## Begin Document extract

I wanted to make the point that old tools do not get in the way of professional results -- the point kind of fell flat because they are not actually using CVS and its just the label that Bugzilla is giving to Git.
Wow. This failure case of a compiler almost looks like the same sort of nonsense that AI/neural networks can generate, no doubt caused similarly by their immense complexity. The common theme is that no sane human would even think of generating such output.
It seems a pretty straightforward (and all-too-common) kind of misunderstanding between humans: one person gave a function used by both memcmp and strcmp a name to do with strcmp, then another person wrote a comment that talked about strcmp, and eventually a third person made a change that would have been valid if the function was used only by strcmp. No individual would make such a mistake, true, but an organisation of several people could easily fail in the same way.
> No individual would make such a mistake, true, but an organisation of several people could easily fail in the same way.
You might be able to claim that it's unlikely for someone to make this mistake if the changes were in one single change (I doubt even this!), but the same person revisiting code at multiple points in time might as well be different people.
yeah I've definitely made equivalent mistakes like that, where I gave something a misleading name because I didn't spend enough time thinking about it, and then eventually confused myself into introducing a bug
Actually this is a common sort of bug I've seen programmers implement, e.g. using strcpy where memcpy should be used or vice versa. Most common on interface boundaries with other languages, particular "everything is a string" languages.
So it's not that shocking to see a similar sort of bug made inside the compiler.
That's how the Wii got pwned. They were comparing binary SHA-1 hashes in RSA signatures with strncmp.

## End Document extract

→ Tasks and exercises
1) Edit the compiler bug thread: rewrite everything from "So it's not" down to "signatures with strncmp.", putting "GameCube" in place of "Wii".
2) Pick up the thread on the strcmp compiler bug and carry it on from its last post.
The items have nothing to do with this.

## Begin Rows

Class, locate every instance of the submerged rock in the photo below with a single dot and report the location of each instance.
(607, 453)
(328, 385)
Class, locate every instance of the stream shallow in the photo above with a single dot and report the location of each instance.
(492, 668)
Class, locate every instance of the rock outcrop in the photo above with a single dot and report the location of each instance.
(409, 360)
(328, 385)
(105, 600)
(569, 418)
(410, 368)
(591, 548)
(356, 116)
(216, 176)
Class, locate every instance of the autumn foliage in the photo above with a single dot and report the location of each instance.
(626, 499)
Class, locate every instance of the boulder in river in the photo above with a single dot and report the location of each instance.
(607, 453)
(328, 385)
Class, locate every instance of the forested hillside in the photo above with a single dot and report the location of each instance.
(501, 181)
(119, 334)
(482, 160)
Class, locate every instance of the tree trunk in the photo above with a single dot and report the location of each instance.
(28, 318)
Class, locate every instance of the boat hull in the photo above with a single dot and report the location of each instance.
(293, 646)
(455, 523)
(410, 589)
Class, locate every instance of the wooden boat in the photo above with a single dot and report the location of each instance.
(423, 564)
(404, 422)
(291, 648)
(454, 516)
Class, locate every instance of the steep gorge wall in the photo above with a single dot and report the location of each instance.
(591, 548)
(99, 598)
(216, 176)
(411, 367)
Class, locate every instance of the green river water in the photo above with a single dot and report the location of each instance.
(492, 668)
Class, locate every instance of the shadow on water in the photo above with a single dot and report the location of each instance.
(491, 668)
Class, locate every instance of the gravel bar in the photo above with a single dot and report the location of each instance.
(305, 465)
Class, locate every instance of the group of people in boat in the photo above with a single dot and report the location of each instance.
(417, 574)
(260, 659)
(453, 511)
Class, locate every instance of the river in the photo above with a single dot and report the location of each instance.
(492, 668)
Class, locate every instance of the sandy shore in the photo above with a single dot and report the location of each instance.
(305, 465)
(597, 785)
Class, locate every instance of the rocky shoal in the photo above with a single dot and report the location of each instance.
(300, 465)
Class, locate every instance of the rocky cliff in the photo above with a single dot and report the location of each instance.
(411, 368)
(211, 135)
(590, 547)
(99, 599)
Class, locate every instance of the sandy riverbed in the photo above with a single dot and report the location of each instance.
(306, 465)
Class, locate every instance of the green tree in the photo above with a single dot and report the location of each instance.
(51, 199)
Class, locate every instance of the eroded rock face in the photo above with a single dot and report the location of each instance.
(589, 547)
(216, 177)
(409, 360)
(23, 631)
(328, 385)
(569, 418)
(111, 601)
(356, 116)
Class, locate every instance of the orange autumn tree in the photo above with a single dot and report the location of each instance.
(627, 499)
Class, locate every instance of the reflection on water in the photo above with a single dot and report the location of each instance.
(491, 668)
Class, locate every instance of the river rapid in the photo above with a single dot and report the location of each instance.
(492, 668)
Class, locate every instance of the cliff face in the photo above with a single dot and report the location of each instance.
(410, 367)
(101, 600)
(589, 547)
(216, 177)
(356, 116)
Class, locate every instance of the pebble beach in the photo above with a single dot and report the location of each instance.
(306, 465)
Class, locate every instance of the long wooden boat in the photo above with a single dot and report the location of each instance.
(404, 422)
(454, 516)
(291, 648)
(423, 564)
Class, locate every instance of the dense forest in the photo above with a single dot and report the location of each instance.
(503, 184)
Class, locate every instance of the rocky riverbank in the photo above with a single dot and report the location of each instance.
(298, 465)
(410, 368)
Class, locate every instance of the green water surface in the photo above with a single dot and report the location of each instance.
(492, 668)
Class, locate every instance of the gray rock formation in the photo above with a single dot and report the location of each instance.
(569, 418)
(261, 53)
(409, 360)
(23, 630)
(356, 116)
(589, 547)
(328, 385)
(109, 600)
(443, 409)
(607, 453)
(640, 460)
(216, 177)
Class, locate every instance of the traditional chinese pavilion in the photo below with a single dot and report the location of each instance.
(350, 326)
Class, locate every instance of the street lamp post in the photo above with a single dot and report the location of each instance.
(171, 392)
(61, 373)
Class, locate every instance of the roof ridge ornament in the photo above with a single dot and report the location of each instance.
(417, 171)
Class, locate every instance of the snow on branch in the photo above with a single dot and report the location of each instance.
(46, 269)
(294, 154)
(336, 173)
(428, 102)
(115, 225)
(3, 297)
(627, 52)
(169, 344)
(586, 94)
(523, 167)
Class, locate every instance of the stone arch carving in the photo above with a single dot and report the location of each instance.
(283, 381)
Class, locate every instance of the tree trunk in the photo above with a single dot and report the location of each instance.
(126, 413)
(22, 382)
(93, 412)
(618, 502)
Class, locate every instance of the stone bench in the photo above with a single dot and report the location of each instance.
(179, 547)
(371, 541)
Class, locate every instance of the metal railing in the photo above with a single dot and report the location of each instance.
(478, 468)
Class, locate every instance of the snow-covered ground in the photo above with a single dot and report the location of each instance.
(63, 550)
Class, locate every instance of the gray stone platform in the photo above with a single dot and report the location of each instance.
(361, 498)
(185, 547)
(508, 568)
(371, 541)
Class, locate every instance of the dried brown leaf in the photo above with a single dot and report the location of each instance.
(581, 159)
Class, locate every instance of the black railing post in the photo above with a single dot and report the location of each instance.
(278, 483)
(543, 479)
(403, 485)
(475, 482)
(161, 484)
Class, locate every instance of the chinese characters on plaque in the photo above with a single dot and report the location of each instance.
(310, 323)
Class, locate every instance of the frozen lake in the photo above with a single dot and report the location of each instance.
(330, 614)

## End Rows

→ Answers in order
1)
So it's not that shocking to see a similar sort of bug made inside the compiler.
That's how the GameCube got pwned. They were comparing binary SHA-1 hashes in RSA signatures with strncmp.

2)
They also weren't checking padding, so you didn't have to use a real signature with a 00 byte in a convenient place (though I did find one), but rather could just use an all-00 signature, because performing the RSA computation on zero yields zero.
I wonder how many bugs C strings have been responsible for, all because storing a null byte at the end seems more efficient than storing a length up front.
The original secp256k1 developer Russell O’Connor who was hit by the bug (was on HN [0]) [1] said he rebuilt every package in his system after the bug was identified, and found only 10 lines of code that were miscompiled. Also, note that the bug was found during an attempt to add more test cases, pre-existing code in secp256k1 was not affected.
> Three lines are tests. All of the lines could be rewritten as a comparison to 0. None of the lines looked that serious. I am not sure which one is the worse: the reduced message integrity code(?) from some ARCFOUR implementation or the something something from an ATM driver?
Two unusual conditions are needed to trigger it...
> * at least one of the compared byte arrays is constant and has a zero byte in position 0, 1, 2, or 3, and
> * the result of the memcmp isn't immediately used in a "== 0" or "!= 0" test (or equivalently "if(memcmp(...))" or "if(!memcmp(...))").
> In particular the second condition makes this bug pretty rare and explains why it's mostly hit in non-inlined memcmp wrappers. (But in our case we hit it with a "<" comparison. )
Looks like a critical bug, but doesn't look like a conspiracy.
For those interested, ATM doesn't refer to an automated teller machine, but to the UPD98401 high-performance Asynchronous Transfer Mode (ATM) controller.
> it's very difficult to detect, if most code slips it by.
What would be the point if it has missed nearly every target? Based on the field survey by Russell O’Connor, no major crypto project or server project has been affected. The only security victim is a RC4-HMAC implementation for Kerberos 5, which has very limited uses - for Windows 2000, and deprecated since a long time ago.
The only possible explanation would be either,
1. A long-term time bomb, intended to hit a big fish in the future, in a random, non-specific way.
2. Targeted attack (which doesn't make much sense, if you have enough exploitation capabilities to launch many types of targeted attacks already, why bother to leave a public record in GCC?).
Sure. I don't think it's particularly likely to have been a conspiracy. Just speculating. If I were to try to put an illicit backdoor in a compiler, I would try and make damned sure it's not traceable to me.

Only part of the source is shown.